Stored data entries
»»
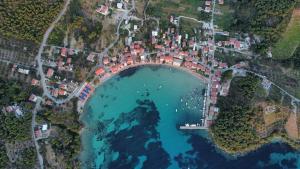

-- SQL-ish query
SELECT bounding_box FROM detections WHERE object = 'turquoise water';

[80,65,300,169]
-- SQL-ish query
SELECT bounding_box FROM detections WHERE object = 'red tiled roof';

[31,79,39,86]
[61,48,67,57]
[46,68,54,78]
[103,57,110,65]
[58,89,66,95]
[67,58,72,64]
[95,67,105,76]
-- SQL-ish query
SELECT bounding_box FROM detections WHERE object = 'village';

[1,0,300,168]
[0,0,254,131]
[0,0,272,143]
[24,0,252,129]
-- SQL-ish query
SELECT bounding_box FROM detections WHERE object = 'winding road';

[33,0,71,168]
[31,98,43,169]
[35,0,71,104]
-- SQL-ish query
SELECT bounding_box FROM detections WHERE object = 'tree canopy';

[0,0,64,42]
[211,75,263,153]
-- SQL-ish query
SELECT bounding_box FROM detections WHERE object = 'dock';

[179,123,208,130]
[179,125,208,130]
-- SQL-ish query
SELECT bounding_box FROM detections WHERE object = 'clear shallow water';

[80,65,300,169]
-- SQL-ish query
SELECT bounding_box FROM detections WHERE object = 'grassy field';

[149,0,205,20]
[273,9,300,59]
[179,18,202,36]
[215,4,234,31]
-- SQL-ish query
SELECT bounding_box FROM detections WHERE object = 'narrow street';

[31,98,43,169]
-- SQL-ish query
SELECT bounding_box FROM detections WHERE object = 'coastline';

[79,63,206,168]
[209,130,300,158]
[77,62,209,113]
[78,62,209,136]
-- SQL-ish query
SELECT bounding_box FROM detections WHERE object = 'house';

[87,53,95,62]
[117,3,123,9]
[218,62,228,69]
[29,94,38,102]
[229,38,236,45]
[173,58,183,67]
[102,57,110,65]
[58,89,67,96]
[61,47,67,57]
[205,1,212,6]
[96,4,109,15]
[31,79,39,86]
[46,68,54,78]
[42,124,48,131]
[160,56,173,64]
[18,68,29,75]
[218,0,224,5]
[110,65,119,74]
[205,7,211,12]
[59,84,67,90]
[234,41,241,50]
[152,31,158,37]
[95,67,105,76]
[126,56,134,65]
[67,58,72,64]
[52,89,59,97]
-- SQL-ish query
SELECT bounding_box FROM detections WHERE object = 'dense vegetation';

[221,70,233,83]
[280,46,300,70]
[0,78,38,168]
[16,148,37,169]
[228,0,296,53]
[38,98,81,168]
[0,144,8,168]
[0,0,64,42]
[48,0,103,48]
[0,79,34,142]
[212,75,263,153]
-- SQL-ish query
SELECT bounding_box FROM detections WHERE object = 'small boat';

[175,109,178,112]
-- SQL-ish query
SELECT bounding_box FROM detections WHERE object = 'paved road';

[33,1,71,168]
[31,98,43,169]
[35,0,71,104]
[178,16,206,25]
[245,69,300,102]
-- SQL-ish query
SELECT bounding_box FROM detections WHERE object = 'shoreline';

[78,62,210,164]
[77,62,209,114]
[209,130,300,158]
[78,62,209,136]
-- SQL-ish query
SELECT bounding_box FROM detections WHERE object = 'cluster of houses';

[2,104,24,117]
[34,123,51,140]
[216,37,250,50]
[202,0,224,13]
[96,0,130,16]
[40,47,82,99]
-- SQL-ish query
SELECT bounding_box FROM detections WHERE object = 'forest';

[0,0,64,42]
[211,75,263,153]
[228,0,297,53]
[0,78,37,168]
[38,98,81,168]
[0,79,34,142]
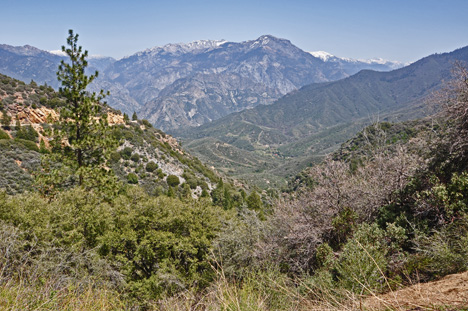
««
Since only the text is needed, retype the data above exactly and omit the pictures.

-- SQL-ish query
SELECT bounding_box FROM detections WHERE object = 'turquoise water';

[80,65,300,169]
-- SQL-ish query
SELECT bounding_box FROM detections WHERE object = 'red tiled roof';

[31,79,39,86]
[61,48,67,57]
[46,68,54,78]
[103,57,110,65]
[58,89,66,95]
[67,58,72,64]
[95,67,105,76]
-- SQL-ish query
SELECT bounding_box FROM detections WHERE object = 'village';

[1,0,300,168]
[0,0,254,131]
[0,0,272,143]
[24,0,252,129]
-- SQL-ish query
SELECT bounding_box FROM detections WHERE object = 'winding road';

[33,0,71,168]
[31,98,43,169]
[35,0,71,104]
-- SQL-ish query
SELECT bounding_box FROM detections WHERE object = 'tree canopy';

[0,0,64,42]
[211,75,263,153]
-- SQL-ish query
SELECT bounding_box FROM detections WHERE object = 'dock';

[179,123,208,130]
[179,125,208,130]
-- SQL-ish query
SELECT bounding_box FROM detections WHERE object = 'clear shallow water';

[80,65,300,169]
-- SQL-ish query
SELECT bounding_box FROM detections WHERE object = 'grassy field';

[149,0,205,20]
[273,9,300,59]
[179,18,202,36]
[215,4,234,31]
-- SQL-ish query
SELECT bounding_box FROM detections WHERE object = 'narrow street';

[31,98,43,169]
-- SQL-ish query
SELECT bounding_box FROM detections WHERE object = 'coastline';

[79,63,206,168]
[209,130,300,158]
[77,62,209,113]
[78,62,209,136]
-- SQL-ish query
SELECT bounding_box FROM detections WHERE object = 'house';

[87,53,95,62]
[117,3,123,9]
[218,62,228,69]
[29,94,38,102]
[229,38,236,45]
[173,58,183,67]
[102,57,110,65]
[58,89,67,96]
[61,47,67,57]
[205,1,212,6]
[96,4,109,15]
[31,79,39,86]
[46,68,54,78]
[42,124,48,131]
[160,56,173,64]
[18,68,29,75]
[218,0,224,5]
[110,65,119,74]
[205,7,211,12]
[59,84,67,90]
[234,41,241,50]
[152,31,158,37]
[95,67,105,76]
[126,56,134,65]
[67,58,72,64]
[52,89,59,97]
-- SQL-ish query
SELECT bounding_box FROM detections WHERE object = 'dense vegetation';

[221,70,233,83]
[280,46,300,70]
[0,78,38,168]
[16,148,37,169]
[228,0,296,53]
[38,98,81,168]
[0,144,8,168]
[0,0,64,42]
[48,0,103,48]
[0,79,34,142]
[212,75,263,153]
-- SQL-ish query
SELECT bounding_box FROM detections WHERE object = 'small boat';

[175,109,178,112]
-- SQL-ish query
SELECT bounding_box FROM detections WHERE object = 'paved road';

[33,1,71,168]
[31,98,43,169]
[35,0,71,104]
[178,16,206,25]
[245,69,300,102]
-- SQL-ish query
SELECT bounding_box FROM detections WHERE object = 'shoreline';

[78,62,210,164]
[77,62,209,114]
[209,130,300,158]
[78,62,209,136]
-- SQL-ish query
SELECT bounding_box FROM detections WHERE object = 'cluster of houses';

[2,104,24,117]
[34,123,51,140]
[216,37,250,50]
[202,0,224,13]
[96,0,130,16]
[40,47,82,99]
-- SQL-ish query
SELECT bounding_box FROM detections WHERE object = 'forest';

[0,0,64,42]
[211,75,263,153]
[228,0,297,53]
[0,78,37,168]
[38,98,81,168]
[0,79,34,142]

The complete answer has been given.